Task goal:
Copy every one of the items below word for word, keeping each line unchanged.

Supplied data:

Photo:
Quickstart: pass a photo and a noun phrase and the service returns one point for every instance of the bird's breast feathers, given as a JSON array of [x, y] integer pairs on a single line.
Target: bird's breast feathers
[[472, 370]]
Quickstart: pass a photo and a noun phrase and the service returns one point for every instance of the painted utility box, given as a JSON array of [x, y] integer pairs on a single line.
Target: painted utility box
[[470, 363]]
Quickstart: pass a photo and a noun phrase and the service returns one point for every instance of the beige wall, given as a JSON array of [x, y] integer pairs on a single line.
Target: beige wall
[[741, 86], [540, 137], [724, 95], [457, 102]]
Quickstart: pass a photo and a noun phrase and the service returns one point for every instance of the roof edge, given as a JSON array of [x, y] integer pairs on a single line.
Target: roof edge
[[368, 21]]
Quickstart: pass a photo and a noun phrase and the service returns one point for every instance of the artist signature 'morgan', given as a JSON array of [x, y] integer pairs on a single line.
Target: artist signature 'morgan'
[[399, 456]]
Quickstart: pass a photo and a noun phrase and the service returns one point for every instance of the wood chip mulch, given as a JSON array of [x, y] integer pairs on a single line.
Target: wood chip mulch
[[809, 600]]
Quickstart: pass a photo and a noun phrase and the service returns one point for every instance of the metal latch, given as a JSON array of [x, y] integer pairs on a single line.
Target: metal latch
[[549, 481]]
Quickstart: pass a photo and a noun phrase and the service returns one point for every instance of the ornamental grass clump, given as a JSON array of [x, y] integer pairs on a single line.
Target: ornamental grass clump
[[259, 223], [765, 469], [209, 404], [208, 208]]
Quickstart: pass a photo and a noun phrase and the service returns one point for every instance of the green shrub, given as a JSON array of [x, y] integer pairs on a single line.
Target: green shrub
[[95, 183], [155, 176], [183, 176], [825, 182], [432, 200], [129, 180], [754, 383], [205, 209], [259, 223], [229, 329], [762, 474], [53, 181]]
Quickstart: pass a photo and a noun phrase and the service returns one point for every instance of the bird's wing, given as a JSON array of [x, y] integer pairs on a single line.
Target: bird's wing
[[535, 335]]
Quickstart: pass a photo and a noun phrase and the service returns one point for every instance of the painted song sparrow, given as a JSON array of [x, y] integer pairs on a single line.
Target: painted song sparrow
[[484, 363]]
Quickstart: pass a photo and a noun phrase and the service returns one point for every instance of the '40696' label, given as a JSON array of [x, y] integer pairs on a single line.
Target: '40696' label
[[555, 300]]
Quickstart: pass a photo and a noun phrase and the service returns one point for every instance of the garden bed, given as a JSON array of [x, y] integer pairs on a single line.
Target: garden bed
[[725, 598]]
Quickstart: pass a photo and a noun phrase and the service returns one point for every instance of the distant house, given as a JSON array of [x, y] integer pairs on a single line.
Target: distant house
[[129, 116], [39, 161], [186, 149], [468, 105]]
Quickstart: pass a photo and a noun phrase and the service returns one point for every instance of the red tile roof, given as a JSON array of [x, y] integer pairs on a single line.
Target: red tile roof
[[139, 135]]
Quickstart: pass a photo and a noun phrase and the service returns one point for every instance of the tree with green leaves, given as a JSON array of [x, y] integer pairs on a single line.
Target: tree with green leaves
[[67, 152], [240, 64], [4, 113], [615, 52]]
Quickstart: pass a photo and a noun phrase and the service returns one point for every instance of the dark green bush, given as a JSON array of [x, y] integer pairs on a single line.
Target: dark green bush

Solution for this exercise:
Photo:
Quickstart: pass a photo and a noun phrase and the service returns one point for every instance of the bird's breast feathers, given as a JSON array of [x, y] integer pairs on a single line.
Target: bird's breast feathers
[[472, 370]]
Quickstart: pass a photo and a noun phrase and the service returns one point for every instance of the painted utility box, given as a JSON array of [x, y] integer pairs on a single line.
Target: painted utility box
[[470, 363]]
Quickstart: pass a photo and a noun phrase and the service returns one point for every instance of the beige wall, given as a JSON array of [x, y] integer pairs on a single line.
Target: beige wall
[[741, 86], [540, 137], [724, 95], [457, 102]]
Quickstart: pass a photo and a noun phrase and the service returns one point for every instance of the roof edge, given as a JSON array of [x, y] integer pairs on a single line.
Target: roof edge
[[368, 21]]
Quickstart: pass a photo and a noun phrase and the service returns one point for every instance of the artist signature 'morgan', given as a JSON array of [x, y] integer pairs on a single line.
Target: artist signature 'morgan'
[[399, 456]]
Quickstart: pass a photo and a noun phrase and the service returns one point for every instance of the wood chip mulch, given as a JSON array of [x, y] integer pairs on a single line.
Target: wood chip mulch
[[809, 600]]
Quickstart: pass a photo and a noun phrase and the service returns one point for every instance of the metal latch, given as a JSON array of [x, y] integer pairs on a single line.
Target: metal latch
[[549, 481]]
Quickstart: pass a photo and a noun phrase and the service returns one point for every instance of the ornamental grass clump, given as a JSON array of [x, y] integer pairs on a single line.
Target: ornamental grass clump
[[259, 223], [765, 469], [209, 404], [208, 208]]
Quickstart: pass a photo and a noun phrase and the service returns one point for every instance of the green shrub, given as a JSON array of [x, y] integer pairs on a single line.
Target: green shrub
[[95, 183], [155, 176], [183, 176], [825, 182], [432, 200], [129, 180], [754, 383], [205, 209], [259, 223], [229, 329], [762, 474], [53, 181]]
Quickstart: pass a photo and a noun phrase and the service returns one point for every instance of the bird's wing, given as a JSON array of [x, y] integer pairs on a single line.
Target: bird's wing
[[535, 335]]
Quickstart: pass a photo and a noun phrase and the service returns one point for every instance of the painted song sparrow, given as a JSON array of [x, y] integer pairs on a single line.
Target: painted song sparrow
[[484, 363]]
Quickstart: pass a photo and a noun phrase and the service returns one point for every instance of the '40696' label, given as a JSON array of [x, y] integer pairs on a single line.
Target: '40696' label
[[555, 300]]
Quickstart: pass a photo and a noun phrase and the service returns one point for every instance of the garden bed, given as a JSON array of [x, y] integer pairs on a single line.
Target: garden bed
[[725, 598]]
Quickstart: pass a photo and a noun phrase and the service returns one point for every instance of the distant house, given as a JSON array of [x, y] integer pairs on a single line.
Target: distant house
[[129, 116], [39, 161], [186, 149], [468, 105]]
Quickstart: pass a photo and a noun phrase and the service returns one point for every instance of the red tile roof, given as a JSON array of [x, y] integer pairs on a single line.
Target: red tile roof
[[139, 135]]
Quickstart: pass a photo and a noun phrase and the service returns one point for every instance of the tree with green leaves, given as a JSON array of [x, y] integer pairs on a single line.
Target: tree with green leaves
[[67, 152], [240, 64], [4, 113], [615, 52]]
Quickstart: pass a photo and a noun phrase and the service returns one point for every instance of the dark green bush, given as a JSON array of [x, y] integer pairs on a single line.
Target: dark green bush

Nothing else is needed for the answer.